+++ Texte

Concrètement, cela veut dire des postes non remplacés, des lits fermés, des reports de soins. Les soignants connaissent déjà la suite : épuisement, turn-over, perte de sens. Dans les services, les ratios restent loin des seuils de sécurité. Et l’ONDAM, censé garantir la soutenabilité, devient un plafond d’asphyxie.

Le gouvernement mise sur des « gains de pertinence » : réduire les actes redondants, rapprocher les tarifs entre ville et hôpital, rationaliser les prescriptions. Des mots familiers, déjà entendus. Mais derrière la technicité, une évidence : on ne soigne pas mieux en coupant dans le soin.

Les économies dites « intelligentes » finissent souvent par rogner sur le temps, la qualité, la relation. Or, c’est là que tout se joue : dans ces quelques minutes où l’infirmière observe, écoute, éduque, prévient. Ce temps humain ne figure dans aucune colonne budgétaire. Et pourtant, c’est lui qui évite les réhospitalisations, les complications, les drames.

++++++
+++ Informations extraites

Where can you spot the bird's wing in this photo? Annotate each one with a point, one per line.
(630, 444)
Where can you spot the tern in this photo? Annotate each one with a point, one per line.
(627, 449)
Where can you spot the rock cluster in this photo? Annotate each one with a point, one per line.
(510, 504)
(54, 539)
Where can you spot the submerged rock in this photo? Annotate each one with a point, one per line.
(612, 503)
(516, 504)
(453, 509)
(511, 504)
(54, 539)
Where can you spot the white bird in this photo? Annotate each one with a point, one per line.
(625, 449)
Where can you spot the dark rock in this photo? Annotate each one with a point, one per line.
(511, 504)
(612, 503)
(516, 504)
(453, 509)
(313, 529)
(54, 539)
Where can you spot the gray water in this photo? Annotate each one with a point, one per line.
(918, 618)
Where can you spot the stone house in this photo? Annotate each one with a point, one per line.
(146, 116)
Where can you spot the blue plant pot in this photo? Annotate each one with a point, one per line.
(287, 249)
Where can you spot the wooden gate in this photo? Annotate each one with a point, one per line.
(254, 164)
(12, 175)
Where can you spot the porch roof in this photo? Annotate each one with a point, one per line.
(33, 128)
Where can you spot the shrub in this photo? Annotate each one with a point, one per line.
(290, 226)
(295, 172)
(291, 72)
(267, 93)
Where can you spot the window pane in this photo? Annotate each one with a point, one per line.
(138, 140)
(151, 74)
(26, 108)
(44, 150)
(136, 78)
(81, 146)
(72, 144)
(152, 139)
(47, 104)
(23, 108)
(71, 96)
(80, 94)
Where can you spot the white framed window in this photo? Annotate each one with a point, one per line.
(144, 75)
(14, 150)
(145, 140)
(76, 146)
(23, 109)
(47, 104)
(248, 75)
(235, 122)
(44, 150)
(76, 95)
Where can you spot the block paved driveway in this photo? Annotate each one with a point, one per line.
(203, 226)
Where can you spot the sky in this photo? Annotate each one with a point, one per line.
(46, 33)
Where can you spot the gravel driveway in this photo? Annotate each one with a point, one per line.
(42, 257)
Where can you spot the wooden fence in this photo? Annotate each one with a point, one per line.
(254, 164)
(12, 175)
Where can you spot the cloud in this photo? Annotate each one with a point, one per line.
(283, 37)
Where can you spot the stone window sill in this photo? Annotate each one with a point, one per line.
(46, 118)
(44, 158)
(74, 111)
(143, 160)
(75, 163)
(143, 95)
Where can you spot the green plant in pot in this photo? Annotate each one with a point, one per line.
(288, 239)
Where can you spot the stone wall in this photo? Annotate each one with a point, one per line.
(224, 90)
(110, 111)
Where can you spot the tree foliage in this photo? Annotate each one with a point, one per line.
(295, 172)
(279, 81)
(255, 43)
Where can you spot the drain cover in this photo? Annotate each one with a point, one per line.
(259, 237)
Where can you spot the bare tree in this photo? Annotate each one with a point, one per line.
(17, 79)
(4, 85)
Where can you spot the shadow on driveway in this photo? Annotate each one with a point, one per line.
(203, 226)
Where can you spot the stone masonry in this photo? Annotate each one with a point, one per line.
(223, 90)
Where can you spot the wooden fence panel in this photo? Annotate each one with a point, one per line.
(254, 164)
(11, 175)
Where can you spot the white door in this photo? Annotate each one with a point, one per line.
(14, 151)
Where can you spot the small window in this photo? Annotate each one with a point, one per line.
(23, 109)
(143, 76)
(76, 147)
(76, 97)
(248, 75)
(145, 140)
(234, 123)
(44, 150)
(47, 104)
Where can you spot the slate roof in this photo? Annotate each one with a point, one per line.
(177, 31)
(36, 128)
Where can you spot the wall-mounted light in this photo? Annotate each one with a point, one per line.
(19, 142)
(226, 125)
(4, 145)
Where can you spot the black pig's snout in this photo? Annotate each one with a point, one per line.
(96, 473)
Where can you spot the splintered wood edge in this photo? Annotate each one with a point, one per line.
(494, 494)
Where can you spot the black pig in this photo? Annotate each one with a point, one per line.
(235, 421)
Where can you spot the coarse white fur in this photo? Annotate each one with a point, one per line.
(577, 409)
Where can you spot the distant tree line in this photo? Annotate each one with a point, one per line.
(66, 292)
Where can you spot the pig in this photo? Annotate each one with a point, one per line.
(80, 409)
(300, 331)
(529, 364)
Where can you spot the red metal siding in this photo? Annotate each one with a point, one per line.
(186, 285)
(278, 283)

++++++

Consigne - Réécrivez plus brièvement, s'il vous plaît, le paragraphe du texte qui commence par « Les économies dites », en conservant ses faits principaux.

Votre réponse - Les économies dites « intelligentes » rognent souvent sur le temps, la qualité et la relation. Or tout se joue dans les quelques minutes où l'infirmière observe, écoute, éduque et prévient. Ce temps humain est absent de tout budget, mais il évite réhospitalisations, complications et drames.